-- QUOTED TEXT --
+--

The music is a wild mix of Western, old-school Spanish, gypsy, and cowboy narrative. In some spots it probably is better described as simply poetry with a music bed. Think of the score from the film The Good, The Bad, & The Ugly, with some Dick Dale flair and Johnny Cash imagery. This album is full of textures and layers, yet conveys a tremendous amount of space at the same time. Many of the sounds of this album are harsh and biting–lots of percussion, gong bangs, horse braying–but it is the best mixed and mastered album I’ve heard in years, where the recording concepts become as important of an asset to the music as the words and instrumentation. The sharp sounds, the contrast, and the space is what transports you to the setting where the album transpires: in dusty, gritty, wide open spaces. You get completely immersed into the landscapes this album inspires in the human imagination.

The music, the story, the concept are quite original, but not wholly unique. What makes El Santo Grial wholly unique, and takes it from good to legendary, is the approach and patience. Each track was recorded in the ideal environment to get the desired mood and acoustics: a junkyard, an old mansion in Anaconda Montana, The Museum of Fine Arts down the road in Butte. If a bottle strike was called for, it wasn’t replaced with a cowbell simply for convenience. Slackeye also had the assistance of songwriter Graham Lindsey, who I’m sure had a lot to do with the wisdom captured in this album.

+--

-- RAW RECORDS --
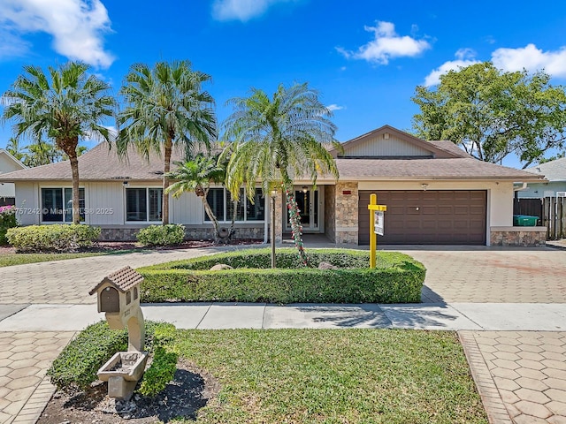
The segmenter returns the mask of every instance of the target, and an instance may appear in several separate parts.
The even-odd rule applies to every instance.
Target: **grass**
[[[487,423],[456,336],[375,329],[180,330],[217,398],[197,422]]]
[[[0,268],[26,263],[47,262],[50,261],[64,261],[65,259],[88,258],[105,254],[120,254],[138,252],[138,250],[116,250],[111,252],[83,252],[78,254],[2,254],[0,255]]]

+--

-- REQUEST --
In the album review, which songwriter helped Slackeye? The lines stand apart from the album review and are separate material.

-- OUTPUT BELOW --
Graham Lindsey